### DATA IN THIS EXERCISE
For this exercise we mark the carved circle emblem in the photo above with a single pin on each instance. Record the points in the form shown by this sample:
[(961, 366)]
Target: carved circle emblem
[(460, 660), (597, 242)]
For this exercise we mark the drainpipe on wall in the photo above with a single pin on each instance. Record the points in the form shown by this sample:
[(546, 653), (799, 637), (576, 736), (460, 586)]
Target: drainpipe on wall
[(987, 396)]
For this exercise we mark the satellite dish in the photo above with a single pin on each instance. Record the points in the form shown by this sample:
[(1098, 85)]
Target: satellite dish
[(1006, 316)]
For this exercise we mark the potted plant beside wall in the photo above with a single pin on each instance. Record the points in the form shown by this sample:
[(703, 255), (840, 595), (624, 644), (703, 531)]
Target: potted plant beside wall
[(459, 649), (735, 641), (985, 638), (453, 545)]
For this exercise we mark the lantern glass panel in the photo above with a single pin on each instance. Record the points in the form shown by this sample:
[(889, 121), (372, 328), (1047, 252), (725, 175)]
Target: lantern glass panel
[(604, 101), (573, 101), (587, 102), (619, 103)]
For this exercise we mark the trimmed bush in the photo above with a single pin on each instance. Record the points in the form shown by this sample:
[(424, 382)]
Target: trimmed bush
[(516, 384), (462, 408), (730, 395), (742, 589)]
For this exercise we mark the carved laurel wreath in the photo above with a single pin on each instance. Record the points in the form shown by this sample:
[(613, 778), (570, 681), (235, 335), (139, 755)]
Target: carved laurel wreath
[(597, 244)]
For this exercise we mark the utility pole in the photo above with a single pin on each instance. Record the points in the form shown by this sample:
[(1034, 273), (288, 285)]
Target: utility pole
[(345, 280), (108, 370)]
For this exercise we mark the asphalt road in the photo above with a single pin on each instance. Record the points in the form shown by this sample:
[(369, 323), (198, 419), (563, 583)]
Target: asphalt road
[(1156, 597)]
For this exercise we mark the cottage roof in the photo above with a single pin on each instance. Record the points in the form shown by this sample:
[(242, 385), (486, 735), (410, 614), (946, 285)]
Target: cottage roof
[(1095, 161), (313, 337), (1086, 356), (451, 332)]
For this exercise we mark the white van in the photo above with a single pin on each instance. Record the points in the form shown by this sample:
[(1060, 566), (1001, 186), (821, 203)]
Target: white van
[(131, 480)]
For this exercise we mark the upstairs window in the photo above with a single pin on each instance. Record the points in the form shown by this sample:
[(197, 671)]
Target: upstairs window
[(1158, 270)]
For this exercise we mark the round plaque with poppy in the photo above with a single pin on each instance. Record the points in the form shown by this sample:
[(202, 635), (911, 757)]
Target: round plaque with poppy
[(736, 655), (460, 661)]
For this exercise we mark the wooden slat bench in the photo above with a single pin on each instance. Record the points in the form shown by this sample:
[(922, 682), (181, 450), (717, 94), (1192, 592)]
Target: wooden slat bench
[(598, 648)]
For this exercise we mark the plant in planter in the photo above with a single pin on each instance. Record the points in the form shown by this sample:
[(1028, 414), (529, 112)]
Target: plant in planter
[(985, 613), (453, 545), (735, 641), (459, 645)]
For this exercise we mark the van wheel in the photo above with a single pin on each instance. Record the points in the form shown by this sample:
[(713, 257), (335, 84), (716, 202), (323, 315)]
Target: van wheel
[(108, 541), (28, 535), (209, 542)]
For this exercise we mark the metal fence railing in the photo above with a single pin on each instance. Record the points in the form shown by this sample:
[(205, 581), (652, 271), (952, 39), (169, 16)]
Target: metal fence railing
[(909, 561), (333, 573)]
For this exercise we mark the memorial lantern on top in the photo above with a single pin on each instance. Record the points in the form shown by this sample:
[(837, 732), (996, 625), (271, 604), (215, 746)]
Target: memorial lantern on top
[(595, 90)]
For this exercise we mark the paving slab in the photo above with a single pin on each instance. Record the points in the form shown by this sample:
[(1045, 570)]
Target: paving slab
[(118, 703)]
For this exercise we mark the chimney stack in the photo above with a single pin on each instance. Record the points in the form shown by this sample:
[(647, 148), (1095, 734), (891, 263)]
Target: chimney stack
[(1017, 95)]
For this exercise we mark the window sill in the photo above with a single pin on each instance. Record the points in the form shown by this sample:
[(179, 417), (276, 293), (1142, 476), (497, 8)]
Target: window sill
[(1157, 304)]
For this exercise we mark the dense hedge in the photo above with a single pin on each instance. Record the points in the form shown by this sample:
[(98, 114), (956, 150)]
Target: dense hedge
######
WHAT THE TASK REQUIRES: Reproduce every line of the material above verbatim, without altering any wording, punctuation, or numbers.

EXERCISE OUTPUT:
For this exercise we mark the carved circle emblem in the photo above with a single pin on each instance. Record the points in the form shown by this sample:
[(961, 366)]
Target: carved circle emblem
[(460, 660), (597, 242)]
For this exercise we mark the drainpipe on wall in the photo above with a single pin on each instance. Record the points in the form shown by this sample:
[(546, 653), (799, 637), (576, 736), (460, 586)]
Target: drainpipe on wall
[(987, 396)]
For this exercise we mark the satellite dish in the photo above with a single pin on each instance. Record the points in the form shown by this sample:
[(1098, 85)]
Target: satellite dish
[(1006, 316)]
For this exercise we mark the potted plant beside wall in the photo above with a single pin on each instance. Record the points in the form shown by this sample:
[(703, 255), (840, 595), (624, 644), (703, 531)]
Target: potted plant beside wall
[(459, 649), (735, 641), (985, 638), (453, 545)]
For this exercise we mark the lantern glass panel in the photo above with a single pin on each instance. Record the points in the form shown by this sample:
[(889, 121), (372, 328), (1047, 252), (725, 175)]
Target: lantern glass panel
[(604, 101), (573, 101), (587, 102), (619, 103)]
For this exercise we mark the trimmed bush in the photo above with a single pin on each instance. Record the points in the form shown by this sample:
[(424, 382)]
Target: trimmed bush
[(516, 384), (462, 408), (730, 395), (742, 589)]
For this exercise we mark the carved laurel wreath in the photo above with a single pin on each instance. Record the points in the form shown by this sample:
[(613, 778), (570, 681), (235, 335), (139, 755)]
Target: carved laurel wreath
[(597, 244)]
For this exercise we mark the utility pole in the photo above with a single pin on each instance. Record the points in the form shown by this sample:
[(1034, 273), (288, 285)]
Target: utility pole
[(345, 280), (108, 370)]
For this exercise we mark the asphalt road in the photo above with a single pin on each instance. Record the points in the form shown by this sample:
[(369, 323), (198, 419), (563, 583)]
Target: asphalt road
[(1156, 597)]
For this exercise we mark the cottage roof in the photo above with a single pin on each instance. Record the points in the form shown by this sample:
[(242, 385), (486, 735), (410, 614), (946, 285)]
Target: cottage roof
[(1095, 161), (313, 337), (1086, 356), (451, 332)]
For this exercise we mark the white van in the photo above with a single pin on each instance. Record the points in the form shown by this sample:
[(1060, 566), (1001, 186), (821, 203)]
Target: white van
[(131, 480)]
For this exercise we mark the upstairs window in the photo above with a single pin on each instance. Record the points in the form shown by this sample:
[(197, 671)]
Target: upstairs window
[(1158, 270)]
For this exercise we mark the round plaque with poppy in the photo above with a single pin on each instance. Record the points in the form shown by this sample:
[(202, 635), (911, 757)]
Target: round plaque with poppy
[(736, 655), (460, 661)]
For this exercise we mark the wooden slat bench in the photo above with a single pin on each instance. Record the points in the form shown by this sample:
[(922, 682), (181, 450), (717, 94), (1192, 592)]
Target: wooden slat bench
[(598, 648)]
For this exercise we mark the plant in planter in the photo above with a single pin on each instance. Record the points in the form shown by this sample:
[(1028, 414), (529, 112)]
Target: plant in planter
[(985, 613), (453, 545), (735, 641), (459, 645)]
For this exercise we mark the van wheel in the photo above with a single pin on each instance. Record the points in the form shown by this sample:
[(713, 257), (335, 84), (716, 202), (323, 315)]
Target: van wheel
[(108, 541), (28, 535), (209, 542)]
For this exercise we mark the metal fence railing in the photo above with a single pin on each instance. Record the points in the form shown by this sample:
[(205, 581), (652, 271), (952, 39), (169, 16)]
Target: metal fence railing
[(909, 561), (333, 573)]
For this exercise we mark the memorial lantern on top in the photo above with a single pin on each instance. Record the points in the form shown by this sample:
[(837, 732), (996, 625), (271, 604), (215, 746)]
Target: memorial lantern on top
[(595, 90)]
For this exercise we mark the paving slab in the photo above with a single pin on each instance. Record the points in the form shown by this sample:
[(1045, 570)]
Target: paving slab
[(118, 703)]
For this exercise we mark the chimney stack in the photo above with a single pin on each instance. Record the points in the form shown by this sample:
[(647, 148), (1095, 734), (891, 263)]
Target: chimney stack
[(1017, 95)]
For this exercise we mark the window sill in the photo above with a single pin on each instance. Record the points in the form shown by this sample:
[(179, 417), (276, 293), (1142, 476), (497, 8)]
Target: window sill
[(1157, 304)]
For this exercise we mark the dense hedge in the photo above with a single pin on each instance. Record the points in the form shown by this sample:
[(98, 114), (956, 150)]
Target: dense hedge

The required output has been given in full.